__What to produce__
Reproduce every one of the records below verbatim, line for line, with no changes.

__Dataset records__
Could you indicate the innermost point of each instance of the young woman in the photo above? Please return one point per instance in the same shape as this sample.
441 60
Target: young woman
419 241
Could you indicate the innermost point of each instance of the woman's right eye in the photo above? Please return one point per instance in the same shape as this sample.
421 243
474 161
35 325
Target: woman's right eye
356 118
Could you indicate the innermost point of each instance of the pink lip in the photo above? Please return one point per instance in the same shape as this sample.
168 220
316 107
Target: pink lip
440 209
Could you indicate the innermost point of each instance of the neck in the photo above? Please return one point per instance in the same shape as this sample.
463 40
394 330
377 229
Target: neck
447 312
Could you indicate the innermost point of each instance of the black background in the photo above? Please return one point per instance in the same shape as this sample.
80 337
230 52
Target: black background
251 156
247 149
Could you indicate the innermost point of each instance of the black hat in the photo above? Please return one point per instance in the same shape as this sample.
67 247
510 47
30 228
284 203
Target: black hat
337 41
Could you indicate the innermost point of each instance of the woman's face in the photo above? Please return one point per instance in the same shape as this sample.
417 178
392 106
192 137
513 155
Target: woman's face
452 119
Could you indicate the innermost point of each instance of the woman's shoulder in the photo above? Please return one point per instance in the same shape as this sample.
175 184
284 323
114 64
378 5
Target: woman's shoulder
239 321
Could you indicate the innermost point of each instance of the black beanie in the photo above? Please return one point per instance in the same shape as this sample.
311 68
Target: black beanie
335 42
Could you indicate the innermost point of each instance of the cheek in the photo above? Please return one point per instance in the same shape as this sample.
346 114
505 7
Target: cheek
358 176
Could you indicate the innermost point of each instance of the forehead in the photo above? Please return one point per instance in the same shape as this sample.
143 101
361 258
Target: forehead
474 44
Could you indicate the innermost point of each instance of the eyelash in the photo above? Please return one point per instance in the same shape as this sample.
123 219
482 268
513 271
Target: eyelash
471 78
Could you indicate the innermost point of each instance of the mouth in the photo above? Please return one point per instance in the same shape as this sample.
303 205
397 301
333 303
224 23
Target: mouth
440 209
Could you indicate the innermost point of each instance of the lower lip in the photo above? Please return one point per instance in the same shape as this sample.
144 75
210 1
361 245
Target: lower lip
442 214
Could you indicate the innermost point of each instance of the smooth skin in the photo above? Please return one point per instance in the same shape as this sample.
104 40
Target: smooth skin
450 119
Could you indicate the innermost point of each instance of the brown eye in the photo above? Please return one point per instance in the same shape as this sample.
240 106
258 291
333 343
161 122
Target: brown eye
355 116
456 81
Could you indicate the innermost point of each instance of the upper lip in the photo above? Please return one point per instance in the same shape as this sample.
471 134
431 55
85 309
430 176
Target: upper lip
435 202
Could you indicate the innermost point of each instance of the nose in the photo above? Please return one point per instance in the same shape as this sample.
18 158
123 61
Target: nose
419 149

__Full response__
Could you indicate the innermost point of each instance of the young woman in the photo above? Please return one point per instance in the same shape as this sample.
441 60
Target: young woman
419 241
Could you indicate the innermost point of each instance of the woman's right eye in the photo above? Please return one point per instance in the same shape as this sample.
421 243
474 161
35 325
Target: woman's right eye
356 118
Could you indicate the innermost point of each instance of the pink lip in the photo above? Please return one point per instance in the same shape as this sample.
168 220
316 107
Target: pink lip
440 209
Could you indicate the innermost point of each instance of the neck in the photo above? Please return one point per instance in the same shape as this sample.
463 40
394 330
377 229
Target: neck
447 312
Could you indicate the innermost point of each instance of the black background in the photo above? Please return one point per instance in the same shape as this sample.
80 337
230 52
Target: black background
251 156
247 149
Could you indicate the innermost point of each instance of the black hat in the photo above? Please return one point per instance in the same shape as this sample.
67 247
510 47
30 228
284 203
Target: black hat
337 41
Could you indicate the innermost point of each instance of the woman's face in the photo above? Please return one point per instance in the same shape as this sample.
417 178
392 106
192 137
513 155
Target: woman's face
452 119
Could you indicate the innermost point of each instance of the woman's shoulder in the photo above? Please return one point per instance in the same shape as this sample.
175 184
284 323
114 64
378 5
Target: woman's shoulder
239 321
Could you indicate the innermost point of each instance of the black beanie in the photo above? Please return one point per instance in the same shape as this sample.
311 68
Target: black beanie
335 42
Could you indicate the innermost point of each instance of the cheek in the photo above? Please return one point per instance in the same shape as this sample.
346 114
505 7
Target: cheek
358 176
Could you indicate the innermost point of each instance of the forehead in the photo above? Please return one point per instance in the same shape as this sample.
143 101
361 258
Target: forehead
474 44
Could you indicate the innermost point of each instance of the eyelash in the photo above? Please return one point per instance in the same shape as this sample.
123 219
482 268
513 271
Target: eyelash
471 78
Could you indicate the innermost point of each instance of the mouth in the photo above? Please return one point per instance in the same shape as this sample.
303 205
397 301
333 303
224 23
Target: mouth
440 209
Could you indicate the innermost point of each instance of the lower lip in the photo above? Please return one point per instance in the same shape as this sample.
144 75
210 1
361 245
Target: lower lip
442 214
Could you indicate the innermost point of each instance of the smooth skin in the photo above? Please return one point per instance in the same shape as this sample.
104 40
Target: smooth skin
450 119
Could you indicate the innermost point of each instance of the brown eye in the photo above? Please return one point per instance in the same shape as this sample.
240 106
258 291
333 343
161 122
Target: brown eye
355 116
456 81
Could you indicate the innermost point of each instance of the upper lip in the photo above? Please return one point per instance in the same shape as this sample.
471 134
431 55
85 309
430 176
Target: upper lip
435 202
Could you indicate the innermost point of each instance of the nose in the photo above? Please return one point per instance in the same shape as this sample.
18 158
123 61
Target: nose
419 149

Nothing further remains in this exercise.